> YOUR TASK: Give again, unaltered, the line with "flower in background." and all lines that follow it in the listing below, minus any pictures.

LISTING start

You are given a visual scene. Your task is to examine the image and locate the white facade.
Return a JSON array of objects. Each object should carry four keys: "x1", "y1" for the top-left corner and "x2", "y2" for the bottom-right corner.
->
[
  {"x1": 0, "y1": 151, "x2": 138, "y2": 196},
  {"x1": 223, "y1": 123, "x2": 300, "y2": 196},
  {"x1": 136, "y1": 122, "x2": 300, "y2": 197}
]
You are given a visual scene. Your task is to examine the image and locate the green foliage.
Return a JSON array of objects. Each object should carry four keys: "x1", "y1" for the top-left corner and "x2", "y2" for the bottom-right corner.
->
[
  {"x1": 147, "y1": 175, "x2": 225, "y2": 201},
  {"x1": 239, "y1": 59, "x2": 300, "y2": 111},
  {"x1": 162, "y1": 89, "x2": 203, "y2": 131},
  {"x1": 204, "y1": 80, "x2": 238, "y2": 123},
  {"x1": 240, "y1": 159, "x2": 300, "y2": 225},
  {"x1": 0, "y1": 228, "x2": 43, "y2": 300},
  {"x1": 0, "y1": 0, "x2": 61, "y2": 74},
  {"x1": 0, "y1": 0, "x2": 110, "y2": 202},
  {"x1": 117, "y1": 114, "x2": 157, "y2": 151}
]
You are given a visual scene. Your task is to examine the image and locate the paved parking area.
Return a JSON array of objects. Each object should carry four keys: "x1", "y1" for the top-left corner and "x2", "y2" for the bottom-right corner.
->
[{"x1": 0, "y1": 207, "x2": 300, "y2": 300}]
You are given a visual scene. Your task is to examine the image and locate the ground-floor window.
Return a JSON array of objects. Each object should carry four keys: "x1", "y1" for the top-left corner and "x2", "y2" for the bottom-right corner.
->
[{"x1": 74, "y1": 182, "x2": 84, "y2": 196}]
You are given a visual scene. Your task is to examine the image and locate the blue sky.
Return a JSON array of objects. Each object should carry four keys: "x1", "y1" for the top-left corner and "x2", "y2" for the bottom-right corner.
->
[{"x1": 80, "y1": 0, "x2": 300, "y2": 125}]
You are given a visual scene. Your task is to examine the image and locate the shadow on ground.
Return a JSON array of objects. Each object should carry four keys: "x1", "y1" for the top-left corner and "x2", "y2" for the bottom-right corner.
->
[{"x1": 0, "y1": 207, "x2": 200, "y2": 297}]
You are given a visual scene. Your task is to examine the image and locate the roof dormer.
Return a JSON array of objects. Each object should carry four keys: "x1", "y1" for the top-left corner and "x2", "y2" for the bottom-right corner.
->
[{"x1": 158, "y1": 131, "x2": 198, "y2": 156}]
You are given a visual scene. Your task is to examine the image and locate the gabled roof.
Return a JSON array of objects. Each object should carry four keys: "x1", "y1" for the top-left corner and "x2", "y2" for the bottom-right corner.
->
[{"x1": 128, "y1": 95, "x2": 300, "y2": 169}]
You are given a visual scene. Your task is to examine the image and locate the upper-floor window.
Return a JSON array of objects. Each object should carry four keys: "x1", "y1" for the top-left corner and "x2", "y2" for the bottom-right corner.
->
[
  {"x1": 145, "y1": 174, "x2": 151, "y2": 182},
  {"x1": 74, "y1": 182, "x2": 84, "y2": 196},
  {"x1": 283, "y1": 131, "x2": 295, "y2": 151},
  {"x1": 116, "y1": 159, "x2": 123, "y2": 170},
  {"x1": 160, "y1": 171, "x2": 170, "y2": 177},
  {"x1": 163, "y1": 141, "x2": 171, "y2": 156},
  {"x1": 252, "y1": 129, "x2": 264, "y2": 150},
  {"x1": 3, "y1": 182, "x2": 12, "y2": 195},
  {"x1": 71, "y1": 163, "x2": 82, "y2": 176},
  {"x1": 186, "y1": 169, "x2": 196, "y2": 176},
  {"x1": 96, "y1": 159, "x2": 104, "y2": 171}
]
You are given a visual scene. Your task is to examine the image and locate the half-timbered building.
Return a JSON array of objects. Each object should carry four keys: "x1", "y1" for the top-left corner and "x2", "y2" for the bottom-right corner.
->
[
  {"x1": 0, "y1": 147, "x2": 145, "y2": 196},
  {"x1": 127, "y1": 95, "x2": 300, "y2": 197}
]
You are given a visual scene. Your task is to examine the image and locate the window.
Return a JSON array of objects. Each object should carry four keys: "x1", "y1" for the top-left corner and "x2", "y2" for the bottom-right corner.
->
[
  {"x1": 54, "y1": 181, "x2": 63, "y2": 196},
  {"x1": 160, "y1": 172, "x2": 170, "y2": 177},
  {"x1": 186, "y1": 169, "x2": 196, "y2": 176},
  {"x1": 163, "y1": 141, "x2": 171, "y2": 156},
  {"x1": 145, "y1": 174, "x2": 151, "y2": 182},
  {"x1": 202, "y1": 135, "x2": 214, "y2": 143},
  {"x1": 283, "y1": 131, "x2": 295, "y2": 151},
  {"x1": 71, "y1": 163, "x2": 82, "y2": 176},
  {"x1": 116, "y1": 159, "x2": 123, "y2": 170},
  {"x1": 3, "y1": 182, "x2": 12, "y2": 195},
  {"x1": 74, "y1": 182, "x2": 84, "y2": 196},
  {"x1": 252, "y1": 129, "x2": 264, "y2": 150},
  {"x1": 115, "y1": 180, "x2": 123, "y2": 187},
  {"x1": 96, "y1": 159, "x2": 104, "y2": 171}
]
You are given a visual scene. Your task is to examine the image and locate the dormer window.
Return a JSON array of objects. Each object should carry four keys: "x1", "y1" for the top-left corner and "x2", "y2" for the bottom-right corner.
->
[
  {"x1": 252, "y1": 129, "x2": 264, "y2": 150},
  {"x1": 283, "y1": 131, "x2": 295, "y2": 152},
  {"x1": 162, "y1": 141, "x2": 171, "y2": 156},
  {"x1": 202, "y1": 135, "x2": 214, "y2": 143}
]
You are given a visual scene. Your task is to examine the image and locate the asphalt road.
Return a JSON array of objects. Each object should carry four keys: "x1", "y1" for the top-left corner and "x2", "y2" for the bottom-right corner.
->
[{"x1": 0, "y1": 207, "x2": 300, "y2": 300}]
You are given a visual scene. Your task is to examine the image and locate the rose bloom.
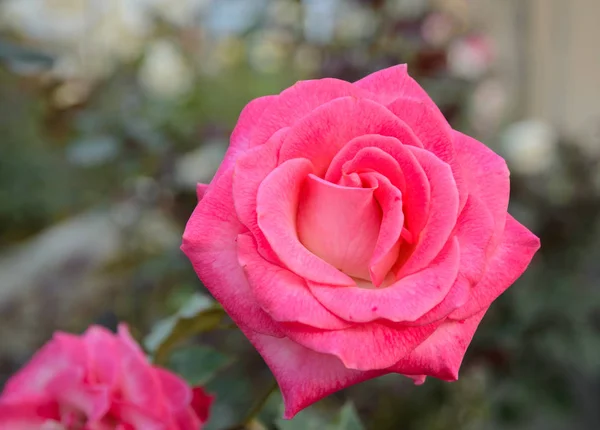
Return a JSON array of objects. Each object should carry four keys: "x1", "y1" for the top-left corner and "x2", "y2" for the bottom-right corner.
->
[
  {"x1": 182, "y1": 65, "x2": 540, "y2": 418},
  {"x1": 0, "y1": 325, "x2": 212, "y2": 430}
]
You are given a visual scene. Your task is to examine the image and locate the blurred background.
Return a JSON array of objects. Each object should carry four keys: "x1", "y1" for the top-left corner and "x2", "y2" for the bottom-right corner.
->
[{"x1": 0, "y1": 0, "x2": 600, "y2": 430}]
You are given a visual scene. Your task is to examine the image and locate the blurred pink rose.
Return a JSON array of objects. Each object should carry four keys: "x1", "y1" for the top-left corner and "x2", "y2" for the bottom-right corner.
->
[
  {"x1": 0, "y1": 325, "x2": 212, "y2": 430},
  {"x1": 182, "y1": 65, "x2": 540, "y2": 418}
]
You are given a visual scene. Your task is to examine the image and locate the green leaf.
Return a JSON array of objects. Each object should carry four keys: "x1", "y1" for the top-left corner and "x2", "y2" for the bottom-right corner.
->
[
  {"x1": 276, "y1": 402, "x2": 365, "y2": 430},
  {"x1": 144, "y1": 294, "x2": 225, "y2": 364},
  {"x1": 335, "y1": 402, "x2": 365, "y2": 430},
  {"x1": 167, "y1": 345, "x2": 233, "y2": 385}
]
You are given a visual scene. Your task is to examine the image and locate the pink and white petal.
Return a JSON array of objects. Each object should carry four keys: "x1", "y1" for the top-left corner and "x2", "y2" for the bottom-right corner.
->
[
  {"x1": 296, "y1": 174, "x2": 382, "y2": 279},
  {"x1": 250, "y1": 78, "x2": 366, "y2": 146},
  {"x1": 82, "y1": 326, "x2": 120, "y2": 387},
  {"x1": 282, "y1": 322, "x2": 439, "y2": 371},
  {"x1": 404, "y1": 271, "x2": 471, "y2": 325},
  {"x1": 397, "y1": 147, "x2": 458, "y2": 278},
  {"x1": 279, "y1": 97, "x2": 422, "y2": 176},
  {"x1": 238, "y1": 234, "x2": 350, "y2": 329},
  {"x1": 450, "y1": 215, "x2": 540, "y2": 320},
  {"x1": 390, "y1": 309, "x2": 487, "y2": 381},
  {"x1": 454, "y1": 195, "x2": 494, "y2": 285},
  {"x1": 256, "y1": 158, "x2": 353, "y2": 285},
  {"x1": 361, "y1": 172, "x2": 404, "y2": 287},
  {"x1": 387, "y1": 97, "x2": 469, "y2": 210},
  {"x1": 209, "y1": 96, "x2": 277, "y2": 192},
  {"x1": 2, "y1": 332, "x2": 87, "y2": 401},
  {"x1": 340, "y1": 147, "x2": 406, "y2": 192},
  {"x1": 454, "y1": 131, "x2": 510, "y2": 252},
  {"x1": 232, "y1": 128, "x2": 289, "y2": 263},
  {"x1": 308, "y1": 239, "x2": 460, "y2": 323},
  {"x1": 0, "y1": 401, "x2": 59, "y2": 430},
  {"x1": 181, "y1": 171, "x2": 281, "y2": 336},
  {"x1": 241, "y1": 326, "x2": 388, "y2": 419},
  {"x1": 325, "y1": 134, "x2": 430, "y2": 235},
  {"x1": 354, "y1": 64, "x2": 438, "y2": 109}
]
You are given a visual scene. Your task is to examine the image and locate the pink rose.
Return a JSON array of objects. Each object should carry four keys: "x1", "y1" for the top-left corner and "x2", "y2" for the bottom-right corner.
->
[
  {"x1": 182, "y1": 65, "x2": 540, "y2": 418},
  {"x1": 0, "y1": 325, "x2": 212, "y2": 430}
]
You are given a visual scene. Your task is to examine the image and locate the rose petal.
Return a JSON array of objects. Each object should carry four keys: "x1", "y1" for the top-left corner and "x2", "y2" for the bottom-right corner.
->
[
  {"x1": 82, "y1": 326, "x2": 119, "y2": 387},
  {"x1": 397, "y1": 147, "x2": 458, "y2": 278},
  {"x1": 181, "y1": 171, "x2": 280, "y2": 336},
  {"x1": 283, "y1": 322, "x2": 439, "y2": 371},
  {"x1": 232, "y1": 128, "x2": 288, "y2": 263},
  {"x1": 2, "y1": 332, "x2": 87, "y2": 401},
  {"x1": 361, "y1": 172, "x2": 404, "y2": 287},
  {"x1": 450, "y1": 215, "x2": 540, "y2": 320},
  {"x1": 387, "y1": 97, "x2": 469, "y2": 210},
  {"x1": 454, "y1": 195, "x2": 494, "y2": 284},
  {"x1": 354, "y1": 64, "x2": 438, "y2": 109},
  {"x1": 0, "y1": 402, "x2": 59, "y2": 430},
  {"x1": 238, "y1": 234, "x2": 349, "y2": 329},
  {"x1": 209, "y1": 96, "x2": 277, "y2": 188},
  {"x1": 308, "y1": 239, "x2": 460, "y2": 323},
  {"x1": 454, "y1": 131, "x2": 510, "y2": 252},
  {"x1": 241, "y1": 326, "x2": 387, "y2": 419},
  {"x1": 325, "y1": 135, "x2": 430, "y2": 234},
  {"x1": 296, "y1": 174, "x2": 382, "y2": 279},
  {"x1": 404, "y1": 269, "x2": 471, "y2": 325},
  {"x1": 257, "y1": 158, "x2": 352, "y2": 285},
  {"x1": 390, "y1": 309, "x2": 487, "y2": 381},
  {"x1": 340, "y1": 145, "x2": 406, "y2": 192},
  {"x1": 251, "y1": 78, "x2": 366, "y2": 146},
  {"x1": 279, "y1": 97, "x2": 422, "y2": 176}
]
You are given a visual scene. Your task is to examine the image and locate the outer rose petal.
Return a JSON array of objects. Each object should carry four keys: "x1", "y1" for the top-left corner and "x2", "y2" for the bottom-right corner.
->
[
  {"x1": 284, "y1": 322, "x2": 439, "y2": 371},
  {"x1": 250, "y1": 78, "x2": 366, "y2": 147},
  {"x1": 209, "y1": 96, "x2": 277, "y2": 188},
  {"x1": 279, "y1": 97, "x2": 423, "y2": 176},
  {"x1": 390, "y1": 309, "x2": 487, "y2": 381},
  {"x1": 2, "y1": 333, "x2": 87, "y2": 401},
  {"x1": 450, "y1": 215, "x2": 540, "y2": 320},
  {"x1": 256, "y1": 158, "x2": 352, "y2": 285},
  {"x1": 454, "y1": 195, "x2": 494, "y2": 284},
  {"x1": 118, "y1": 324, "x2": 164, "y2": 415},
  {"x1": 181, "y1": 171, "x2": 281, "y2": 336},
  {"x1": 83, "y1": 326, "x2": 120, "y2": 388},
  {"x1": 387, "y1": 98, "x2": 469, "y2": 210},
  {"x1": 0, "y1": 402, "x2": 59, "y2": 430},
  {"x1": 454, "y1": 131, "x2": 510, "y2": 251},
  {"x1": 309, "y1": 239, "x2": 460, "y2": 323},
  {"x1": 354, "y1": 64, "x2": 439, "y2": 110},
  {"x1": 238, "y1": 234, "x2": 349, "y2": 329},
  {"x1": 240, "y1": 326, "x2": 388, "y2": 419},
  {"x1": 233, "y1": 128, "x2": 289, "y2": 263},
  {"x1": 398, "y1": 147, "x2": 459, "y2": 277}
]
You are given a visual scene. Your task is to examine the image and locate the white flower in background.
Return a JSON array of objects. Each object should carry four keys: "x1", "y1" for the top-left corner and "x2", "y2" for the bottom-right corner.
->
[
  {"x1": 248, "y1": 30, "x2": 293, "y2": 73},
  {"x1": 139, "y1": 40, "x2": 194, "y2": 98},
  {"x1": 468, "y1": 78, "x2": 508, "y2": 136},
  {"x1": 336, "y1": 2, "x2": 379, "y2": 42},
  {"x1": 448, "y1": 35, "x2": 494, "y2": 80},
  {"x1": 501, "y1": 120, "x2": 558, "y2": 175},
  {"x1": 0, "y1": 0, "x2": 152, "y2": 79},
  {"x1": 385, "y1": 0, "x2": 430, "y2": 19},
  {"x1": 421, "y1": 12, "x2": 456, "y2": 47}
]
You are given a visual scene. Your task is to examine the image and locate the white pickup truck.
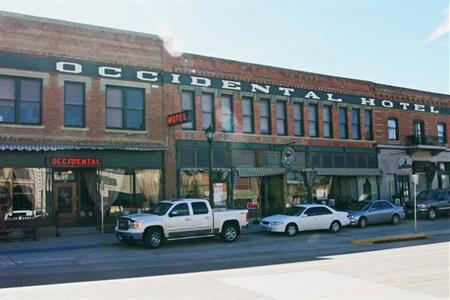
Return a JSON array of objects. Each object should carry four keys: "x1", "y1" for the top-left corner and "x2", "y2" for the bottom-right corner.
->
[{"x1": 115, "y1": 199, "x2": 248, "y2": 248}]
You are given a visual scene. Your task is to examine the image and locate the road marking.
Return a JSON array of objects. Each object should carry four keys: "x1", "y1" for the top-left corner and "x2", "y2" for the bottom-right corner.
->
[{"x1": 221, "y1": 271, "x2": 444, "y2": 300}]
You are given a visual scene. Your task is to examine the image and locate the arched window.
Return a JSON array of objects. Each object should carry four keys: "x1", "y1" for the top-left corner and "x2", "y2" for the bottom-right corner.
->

LISTING end

> EXERCISE OUTPUT:
You are given a visual scene. Your task is to examine the image and locate the white flower in background.
Return a JSON array of objects. Each object should carry four keys: "x1", "y1" for the top-left corner and "x2", "y2" for the bottom-right corner.
->
[
  {"x1": 248, "y1": 30, "x2": 293, "y2": 73},
  {"x1": 139, "y1": 40, "x2": 194, "y2": 98},
  {"x1": 468, "y1": 78, "x2": 508, "y2": 136},
  {"x1": 336, "y1": 2, "x2": 379, "y2": 42},
  {"x1": 448, "y1": 35, "x2": 494, "y2": 80},
  {"x1": 501, "y1": 120, "x2": 558, "y2": 175},
  {"x1": 0, "y1": 0, "x2": 152, "y2": 79},
  {"x1": 385, "y1": 0, "x2": 430, "y2": 19},
  {"x1": 421, "y1": 12, "x2": 456, "y2": 47}
]
You are given a visual scene. Your task is to examine the image and locate the white pickup truck.
Return a JSON array of objects. Each object should carry four keys: "x1", "y1" for the top-left corner and "x2", "y2" for the bottom-right corner.
->
[{"x1": 115, "y1": 199, "x2": 248, "y2": 248}]
You are given a visual scene. Your task is to examine the image and locate the road marking.
Return a JSON array of objects. Each object should carry four keys: "x1", "y1" for the top-left corner and "x2", "y2" for the bottom-right corner.
->
[{"x1": 221, "y1": 271, "x2": 444, "y2": 300}]
You are given a visual scene. Your task is to examine the image and locate the arched window.
Return a JSON array of objects. Each object should carry four keys: "x1", "y1" for the top-left corner and "x2", "y2" for the bottom-right corner.
->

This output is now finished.